* [Data supplied]

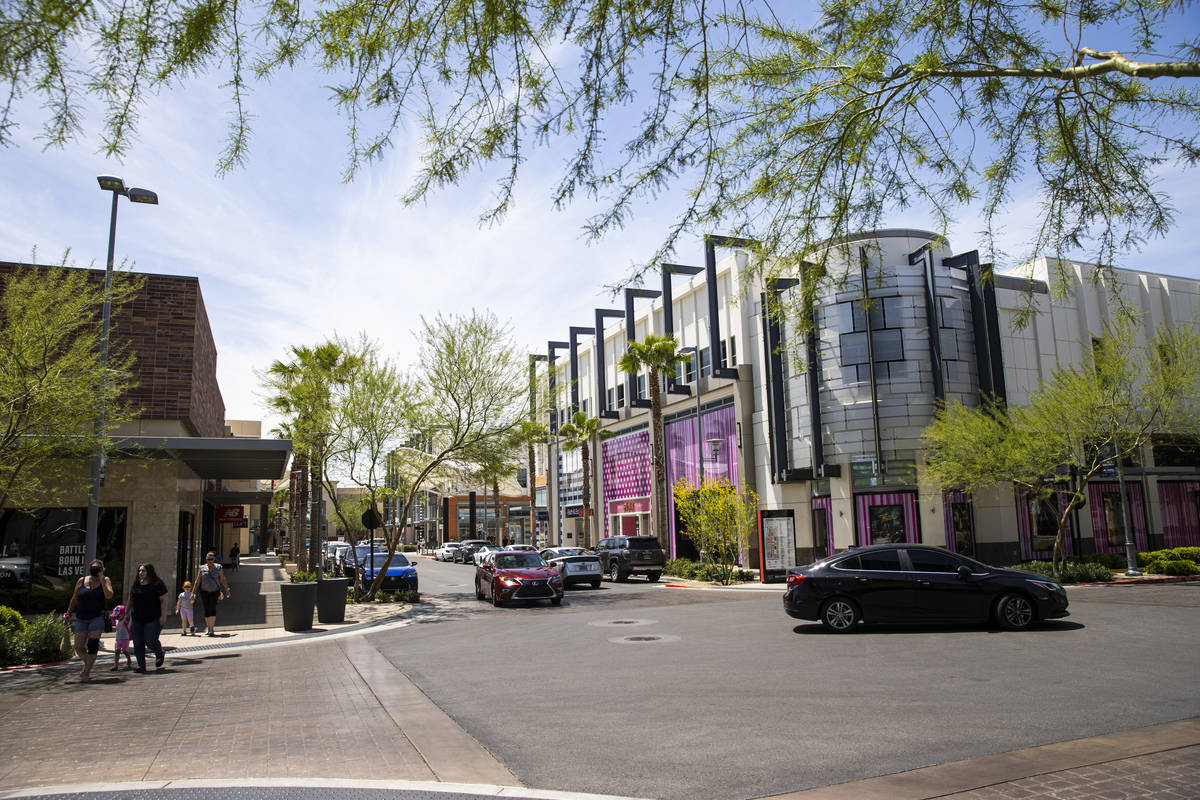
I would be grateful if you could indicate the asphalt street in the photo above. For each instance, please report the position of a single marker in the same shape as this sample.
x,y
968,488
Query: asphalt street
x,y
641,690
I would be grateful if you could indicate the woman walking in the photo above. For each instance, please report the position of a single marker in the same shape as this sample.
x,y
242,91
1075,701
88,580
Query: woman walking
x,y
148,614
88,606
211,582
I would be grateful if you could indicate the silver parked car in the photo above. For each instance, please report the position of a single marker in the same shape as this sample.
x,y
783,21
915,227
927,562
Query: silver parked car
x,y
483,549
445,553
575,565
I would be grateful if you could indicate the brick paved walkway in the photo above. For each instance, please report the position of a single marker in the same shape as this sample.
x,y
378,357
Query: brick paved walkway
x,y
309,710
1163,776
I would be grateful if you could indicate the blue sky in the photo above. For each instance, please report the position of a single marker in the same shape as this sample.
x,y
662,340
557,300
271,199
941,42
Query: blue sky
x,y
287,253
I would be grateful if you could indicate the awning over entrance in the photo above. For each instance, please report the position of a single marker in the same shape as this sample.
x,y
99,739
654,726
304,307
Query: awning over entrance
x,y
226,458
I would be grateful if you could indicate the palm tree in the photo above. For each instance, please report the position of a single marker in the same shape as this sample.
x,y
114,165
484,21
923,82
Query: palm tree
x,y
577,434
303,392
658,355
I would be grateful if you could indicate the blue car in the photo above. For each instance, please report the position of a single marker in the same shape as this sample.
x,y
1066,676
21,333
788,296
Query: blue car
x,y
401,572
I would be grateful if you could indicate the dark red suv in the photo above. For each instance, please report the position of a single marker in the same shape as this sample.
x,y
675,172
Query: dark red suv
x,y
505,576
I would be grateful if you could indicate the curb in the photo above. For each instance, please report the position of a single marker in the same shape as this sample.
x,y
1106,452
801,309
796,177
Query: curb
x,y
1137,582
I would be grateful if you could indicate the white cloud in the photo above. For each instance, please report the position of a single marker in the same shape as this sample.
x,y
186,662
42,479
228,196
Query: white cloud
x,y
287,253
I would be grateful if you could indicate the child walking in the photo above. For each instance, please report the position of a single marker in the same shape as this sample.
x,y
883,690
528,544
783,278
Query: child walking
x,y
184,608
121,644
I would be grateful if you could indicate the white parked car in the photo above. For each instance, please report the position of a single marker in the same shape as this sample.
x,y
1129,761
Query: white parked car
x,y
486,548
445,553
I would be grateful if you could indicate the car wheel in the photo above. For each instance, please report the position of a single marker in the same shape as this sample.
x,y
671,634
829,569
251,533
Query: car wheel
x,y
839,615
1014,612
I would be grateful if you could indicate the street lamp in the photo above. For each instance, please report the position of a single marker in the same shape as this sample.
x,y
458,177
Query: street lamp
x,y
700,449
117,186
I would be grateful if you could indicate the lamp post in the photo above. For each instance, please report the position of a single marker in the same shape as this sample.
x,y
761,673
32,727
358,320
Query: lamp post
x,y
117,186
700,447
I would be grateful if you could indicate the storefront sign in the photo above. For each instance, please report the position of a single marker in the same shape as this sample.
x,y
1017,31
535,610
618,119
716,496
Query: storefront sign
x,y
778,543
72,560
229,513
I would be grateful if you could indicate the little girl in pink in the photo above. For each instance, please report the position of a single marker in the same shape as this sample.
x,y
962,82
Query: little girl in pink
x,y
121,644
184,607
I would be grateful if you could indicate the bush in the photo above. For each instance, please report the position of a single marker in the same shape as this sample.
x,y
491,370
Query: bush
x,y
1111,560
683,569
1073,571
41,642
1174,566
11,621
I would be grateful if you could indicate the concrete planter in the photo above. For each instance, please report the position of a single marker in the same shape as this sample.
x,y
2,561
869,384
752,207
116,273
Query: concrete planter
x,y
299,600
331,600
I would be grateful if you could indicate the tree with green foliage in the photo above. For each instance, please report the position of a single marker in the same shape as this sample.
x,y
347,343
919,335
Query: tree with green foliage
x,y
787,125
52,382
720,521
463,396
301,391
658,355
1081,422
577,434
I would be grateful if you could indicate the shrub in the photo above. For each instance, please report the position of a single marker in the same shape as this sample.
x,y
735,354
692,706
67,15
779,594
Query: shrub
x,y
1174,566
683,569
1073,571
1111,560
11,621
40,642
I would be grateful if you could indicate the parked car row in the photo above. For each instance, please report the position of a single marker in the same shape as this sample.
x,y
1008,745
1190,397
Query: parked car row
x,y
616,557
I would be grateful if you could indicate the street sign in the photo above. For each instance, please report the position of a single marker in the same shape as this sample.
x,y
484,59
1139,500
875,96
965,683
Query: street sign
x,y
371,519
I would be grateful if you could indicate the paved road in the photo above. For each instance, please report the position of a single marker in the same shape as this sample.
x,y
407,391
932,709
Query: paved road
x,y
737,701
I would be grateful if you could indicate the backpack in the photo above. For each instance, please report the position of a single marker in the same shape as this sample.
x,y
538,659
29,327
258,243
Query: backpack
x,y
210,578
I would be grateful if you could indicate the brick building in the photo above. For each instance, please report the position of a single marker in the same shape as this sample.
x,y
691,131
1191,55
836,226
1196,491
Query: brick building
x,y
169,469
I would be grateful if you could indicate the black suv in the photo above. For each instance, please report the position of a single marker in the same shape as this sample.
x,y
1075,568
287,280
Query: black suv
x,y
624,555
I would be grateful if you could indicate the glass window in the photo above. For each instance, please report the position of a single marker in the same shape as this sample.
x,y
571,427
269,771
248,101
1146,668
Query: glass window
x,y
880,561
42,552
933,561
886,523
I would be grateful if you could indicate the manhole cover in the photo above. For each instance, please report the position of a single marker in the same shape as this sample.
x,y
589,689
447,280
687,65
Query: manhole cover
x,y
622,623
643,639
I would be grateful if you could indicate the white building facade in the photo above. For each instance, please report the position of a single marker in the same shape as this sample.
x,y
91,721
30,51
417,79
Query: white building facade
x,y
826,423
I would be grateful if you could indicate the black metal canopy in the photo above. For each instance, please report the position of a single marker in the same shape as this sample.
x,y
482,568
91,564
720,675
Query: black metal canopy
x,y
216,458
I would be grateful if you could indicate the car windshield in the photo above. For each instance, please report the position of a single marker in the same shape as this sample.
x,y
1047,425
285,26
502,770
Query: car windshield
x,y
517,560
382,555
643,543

--

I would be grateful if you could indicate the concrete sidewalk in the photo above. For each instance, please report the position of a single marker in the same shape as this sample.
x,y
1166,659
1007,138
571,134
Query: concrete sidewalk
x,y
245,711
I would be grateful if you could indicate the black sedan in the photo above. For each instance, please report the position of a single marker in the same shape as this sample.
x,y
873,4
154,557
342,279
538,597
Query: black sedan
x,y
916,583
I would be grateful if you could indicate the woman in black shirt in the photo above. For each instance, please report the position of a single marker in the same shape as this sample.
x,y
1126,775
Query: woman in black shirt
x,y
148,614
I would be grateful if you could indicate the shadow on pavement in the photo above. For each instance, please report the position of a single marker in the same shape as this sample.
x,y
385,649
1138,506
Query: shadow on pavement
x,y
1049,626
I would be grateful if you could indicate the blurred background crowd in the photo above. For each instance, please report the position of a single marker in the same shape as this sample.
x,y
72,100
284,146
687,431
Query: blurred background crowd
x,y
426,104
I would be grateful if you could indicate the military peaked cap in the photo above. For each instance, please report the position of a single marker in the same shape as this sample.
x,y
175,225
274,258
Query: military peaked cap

* [Aim of the task]
Every line with "peaked" in it should be copied from the entries.

* [Result of this task]
I would be grateful if you could indicate the military peaked cap in the photo above. For each instance, please report the position of a single marker in the same shape as this sample.
Query: military peaked cap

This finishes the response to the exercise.